### 文章
帶著從小在勞改營中成長的苦難烙印,身高僅5英尺6英寸,體重120,胳膊因童年高強度的勞動而彎曲,腰部和臀部布滿傷疤,踝骨由於戴腳鐐而變形,右手中指沒了,脛骨在穿過鐵絲網時被烤殘,這樣的申東赫,他活著的意義究竟是什麽?他是一座活著的墓碑,即使他智力盡失,不能思想,無法言語,全無知覺,他的遭遇就是他存在的全部意義。他的存在始終在向我們詮釋一種具備行動能力但被迫腦死亡的植物人搬的活法,或者說隻可有腦電波的律動而不能有自己的思想。以這種方式在北朝鮮苟延殘喘的人並非個別,而是約145萬人之多(根據韓國政府的估計)。真的,真的難以想象,人居然還可以那樣活著?!

### 存檔資料
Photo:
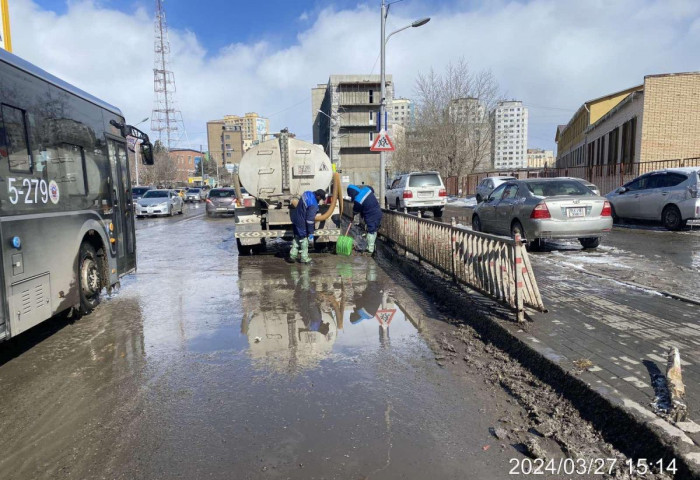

### 練習目標
請根據這篇關於申東赫的文章回答:
1. 申東赫身高多少?
2. 他右手缺了哪一根手指?
3. 根據韓國政府的估計,以這種方式在北朝鮮苟延殘喘的人約有多少?
這些資料在本練習中用不到。

### 回答
1. 5英尺6英寸。
2. 中指。
3. 約145萬人。